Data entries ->
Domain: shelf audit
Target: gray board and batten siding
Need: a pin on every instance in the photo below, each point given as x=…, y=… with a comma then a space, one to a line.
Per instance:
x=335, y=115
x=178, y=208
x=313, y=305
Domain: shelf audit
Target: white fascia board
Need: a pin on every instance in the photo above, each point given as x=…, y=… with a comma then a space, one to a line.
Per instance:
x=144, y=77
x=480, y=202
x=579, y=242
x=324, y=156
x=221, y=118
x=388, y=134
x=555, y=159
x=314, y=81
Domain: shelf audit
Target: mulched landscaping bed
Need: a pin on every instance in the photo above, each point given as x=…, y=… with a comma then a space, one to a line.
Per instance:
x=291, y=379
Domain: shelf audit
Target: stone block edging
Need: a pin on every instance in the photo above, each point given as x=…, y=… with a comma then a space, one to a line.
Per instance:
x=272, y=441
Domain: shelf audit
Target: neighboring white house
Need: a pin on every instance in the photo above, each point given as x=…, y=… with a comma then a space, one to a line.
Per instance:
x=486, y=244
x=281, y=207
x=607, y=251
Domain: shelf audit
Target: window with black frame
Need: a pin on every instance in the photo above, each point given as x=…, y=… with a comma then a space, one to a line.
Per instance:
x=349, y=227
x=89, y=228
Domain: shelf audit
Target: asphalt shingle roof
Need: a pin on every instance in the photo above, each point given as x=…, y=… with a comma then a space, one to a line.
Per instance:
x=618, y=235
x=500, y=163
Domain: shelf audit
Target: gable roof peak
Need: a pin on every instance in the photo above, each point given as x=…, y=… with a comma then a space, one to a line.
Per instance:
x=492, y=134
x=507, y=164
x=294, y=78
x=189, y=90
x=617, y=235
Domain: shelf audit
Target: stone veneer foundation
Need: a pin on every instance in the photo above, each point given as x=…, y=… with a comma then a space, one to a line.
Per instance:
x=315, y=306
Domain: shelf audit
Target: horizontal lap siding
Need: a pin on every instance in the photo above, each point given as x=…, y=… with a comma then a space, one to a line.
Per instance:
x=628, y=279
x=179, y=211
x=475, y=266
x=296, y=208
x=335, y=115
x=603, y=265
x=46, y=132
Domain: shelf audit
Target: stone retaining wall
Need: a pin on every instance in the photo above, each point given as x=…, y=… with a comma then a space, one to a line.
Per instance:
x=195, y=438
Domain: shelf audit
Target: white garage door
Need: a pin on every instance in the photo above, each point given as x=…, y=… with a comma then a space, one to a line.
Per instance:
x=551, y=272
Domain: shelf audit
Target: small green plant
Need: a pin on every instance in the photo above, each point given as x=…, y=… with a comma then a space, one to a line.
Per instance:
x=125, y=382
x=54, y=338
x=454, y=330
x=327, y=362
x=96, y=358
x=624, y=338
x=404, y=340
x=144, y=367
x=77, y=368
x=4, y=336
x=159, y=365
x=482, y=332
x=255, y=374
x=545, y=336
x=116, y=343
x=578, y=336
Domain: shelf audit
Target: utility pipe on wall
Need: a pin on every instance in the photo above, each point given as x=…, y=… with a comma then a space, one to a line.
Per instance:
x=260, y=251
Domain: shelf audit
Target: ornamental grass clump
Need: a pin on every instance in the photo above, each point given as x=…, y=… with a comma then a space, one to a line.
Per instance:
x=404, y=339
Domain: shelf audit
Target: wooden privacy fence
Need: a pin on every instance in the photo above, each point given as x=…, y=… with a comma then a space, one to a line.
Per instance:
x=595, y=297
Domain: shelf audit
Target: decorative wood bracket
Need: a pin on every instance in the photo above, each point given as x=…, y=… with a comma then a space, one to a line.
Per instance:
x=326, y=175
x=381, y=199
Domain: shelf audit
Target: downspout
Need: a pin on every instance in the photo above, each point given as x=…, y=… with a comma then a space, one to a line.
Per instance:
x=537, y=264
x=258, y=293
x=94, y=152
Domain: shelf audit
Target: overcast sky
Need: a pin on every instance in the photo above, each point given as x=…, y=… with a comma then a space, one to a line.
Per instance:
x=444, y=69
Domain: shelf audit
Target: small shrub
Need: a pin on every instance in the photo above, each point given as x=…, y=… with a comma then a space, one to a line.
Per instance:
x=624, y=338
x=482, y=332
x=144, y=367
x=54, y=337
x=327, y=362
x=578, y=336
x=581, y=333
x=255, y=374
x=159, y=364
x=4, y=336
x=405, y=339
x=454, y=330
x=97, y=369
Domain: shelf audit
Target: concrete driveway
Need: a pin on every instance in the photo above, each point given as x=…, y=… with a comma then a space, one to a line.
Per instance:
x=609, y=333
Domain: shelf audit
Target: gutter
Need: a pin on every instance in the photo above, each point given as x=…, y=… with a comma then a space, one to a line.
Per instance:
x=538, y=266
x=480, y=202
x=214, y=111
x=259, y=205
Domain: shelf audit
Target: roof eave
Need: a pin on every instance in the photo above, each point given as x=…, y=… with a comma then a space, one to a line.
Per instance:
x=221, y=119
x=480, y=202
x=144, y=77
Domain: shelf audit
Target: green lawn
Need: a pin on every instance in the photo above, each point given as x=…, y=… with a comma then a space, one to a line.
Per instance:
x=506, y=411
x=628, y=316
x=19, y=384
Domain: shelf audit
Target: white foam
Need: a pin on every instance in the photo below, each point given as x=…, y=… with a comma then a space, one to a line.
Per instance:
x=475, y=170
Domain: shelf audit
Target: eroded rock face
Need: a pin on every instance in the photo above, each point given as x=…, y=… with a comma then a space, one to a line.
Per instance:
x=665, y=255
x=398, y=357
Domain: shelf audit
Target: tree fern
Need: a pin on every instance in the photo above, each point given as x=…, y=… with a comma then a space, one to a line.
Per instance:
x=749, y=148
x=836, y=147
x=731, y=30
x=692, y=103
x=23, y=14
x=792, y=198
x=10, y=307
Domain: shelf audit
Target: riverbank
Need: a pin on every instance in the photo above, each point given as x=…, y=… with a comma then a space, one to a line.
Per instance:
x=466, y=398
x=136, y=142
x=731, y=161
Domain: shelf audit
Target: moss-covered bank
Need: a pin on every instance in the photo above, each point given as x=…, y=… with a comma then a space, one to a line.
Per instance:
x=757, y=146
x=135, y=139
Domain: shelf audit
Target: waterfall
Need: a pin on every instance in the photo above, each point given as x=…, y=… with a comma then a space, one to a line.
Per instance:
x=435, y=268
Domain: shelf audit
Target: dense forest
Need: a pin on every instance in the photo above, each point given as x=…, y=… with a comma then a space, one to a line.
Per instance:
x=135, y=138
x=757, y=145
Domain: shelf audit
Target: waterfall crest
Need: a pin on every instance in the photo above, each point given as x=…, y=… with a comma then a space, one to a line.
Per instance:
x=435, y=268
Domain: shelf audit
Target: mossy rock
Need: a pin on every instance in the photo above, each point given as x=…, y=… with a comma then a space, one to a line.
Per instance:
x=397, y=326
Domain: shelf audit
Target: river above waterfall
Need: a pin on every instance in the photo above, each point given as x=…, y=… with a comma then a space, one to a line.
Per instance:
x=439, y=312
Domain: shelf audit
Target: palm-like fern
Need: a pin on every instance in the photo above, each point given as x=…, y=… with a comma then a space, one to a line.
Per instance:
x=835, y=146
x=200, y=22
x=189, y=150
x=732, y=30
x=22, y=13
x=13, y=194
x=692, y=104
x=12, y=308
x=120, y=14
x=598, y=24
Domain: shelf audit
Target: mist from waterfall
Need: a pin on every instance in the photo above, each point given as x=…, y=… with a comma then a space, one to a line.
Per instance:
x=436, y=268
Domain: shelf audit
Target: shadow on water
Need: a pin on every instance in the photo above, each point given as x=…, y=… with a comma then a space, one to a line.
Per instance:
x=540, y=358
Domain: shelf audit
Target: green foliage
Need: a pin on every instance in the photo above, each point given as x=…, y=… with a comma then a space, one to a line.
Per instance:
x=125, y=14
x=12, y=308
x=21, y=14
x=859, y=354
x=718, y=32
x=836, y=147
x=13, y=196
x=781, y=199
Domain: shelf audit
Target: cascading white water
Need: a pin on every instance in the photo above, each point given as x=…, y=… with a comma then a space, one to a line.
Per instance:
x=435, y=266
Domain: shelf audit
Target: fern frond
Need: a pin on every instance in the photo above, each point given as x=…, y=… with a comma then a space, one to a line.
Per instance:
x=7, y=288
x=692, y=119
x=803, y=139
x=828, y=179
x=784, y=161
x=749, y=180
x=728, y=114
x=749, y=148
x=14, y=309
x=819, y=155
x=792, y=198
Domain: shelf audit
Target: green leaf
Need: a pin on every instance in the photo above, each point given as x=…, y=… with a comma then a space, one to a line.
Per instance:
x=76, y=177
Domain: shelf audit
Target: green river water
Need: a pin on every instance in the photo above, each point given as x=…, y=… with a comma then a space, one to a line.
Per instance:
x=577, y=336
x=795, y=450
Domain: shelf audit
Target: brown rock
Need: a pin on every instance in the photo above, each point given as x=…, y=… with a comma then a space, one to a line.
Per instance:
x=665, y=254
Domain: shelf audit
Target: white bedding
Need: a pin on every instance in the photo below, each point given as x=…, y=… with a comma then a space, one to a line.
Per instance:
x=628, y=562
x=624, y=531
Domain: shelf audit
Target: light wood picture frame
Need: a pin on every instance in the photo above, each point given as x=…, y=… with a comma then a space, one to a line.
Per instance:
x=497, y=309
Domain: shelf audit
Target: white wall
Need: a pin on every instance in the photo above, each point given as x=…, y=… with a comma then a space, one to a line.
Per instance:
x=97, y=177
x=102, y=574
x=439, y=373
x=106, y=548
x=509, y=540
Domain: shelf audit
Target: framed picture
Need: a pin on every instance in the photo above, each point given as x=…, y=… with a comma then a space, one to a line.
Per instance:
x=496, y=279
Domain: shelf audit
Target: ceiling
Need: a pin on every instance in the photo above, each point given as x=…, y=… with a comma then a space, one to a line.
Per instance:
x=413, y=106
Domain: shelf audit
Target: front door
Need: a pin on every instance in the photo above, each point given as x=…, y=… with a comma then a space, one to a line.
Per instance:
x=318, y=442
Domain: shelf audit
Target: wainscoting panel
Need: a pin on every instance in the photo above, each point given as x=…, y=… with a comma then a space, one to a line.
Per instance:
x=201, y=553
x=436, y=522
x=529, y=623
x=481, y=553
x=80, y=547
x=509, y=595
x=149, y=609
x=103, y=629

Assignment ->
Count every line of the data above where "white" appears, and give the total only.

Written response ->
7